◆ **Task description**
Show each line in the data below that contains the word "hair".
__________________________________________________
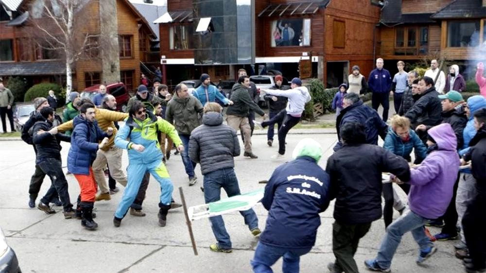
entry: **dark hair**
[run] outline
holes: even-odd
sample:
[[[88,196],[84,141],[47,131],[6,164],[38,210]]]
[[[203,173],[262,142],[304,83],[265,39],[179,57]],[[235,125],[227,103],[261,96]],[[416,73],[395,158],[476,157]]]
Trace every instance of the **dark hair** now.
[[[250,77],[249,77],[247,75],[245,75],[244,76],[242,76],[240,78],[238,78],[238,83],[243,84],[243,83],[244,82],[244,79],[246,79],[246,78],[250,78]]]
[[[49,106],[43,108],[39,112],[44,119],[47,119],[51,115],[54,115],[54,109]]]
[[[83,114],[86,114],[86,110],[88,108],[94,108],[94,104],[90,102],[83,103],[81,107],[79,108],[79,112]]]
[[[476,118],[480,123],[486,124],[486,108],[480,109],[474,112],[474,118]]]
[[[145,108],[145,105],[140,101],[135,101],[135,102],[132,104],[132,107],[130,107],[128,110],[128,114],[130,116],[135,116],[135,113],[138,112],[139,109],[141,108]]]
[[[345,123],[341,127],[339,136],[347,144],[366,143],[364,126],[358,122]]]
__________________________________________________
◆ **Output of the task**
entry: **dark hair**
Trace every instance of the **dark hair** now.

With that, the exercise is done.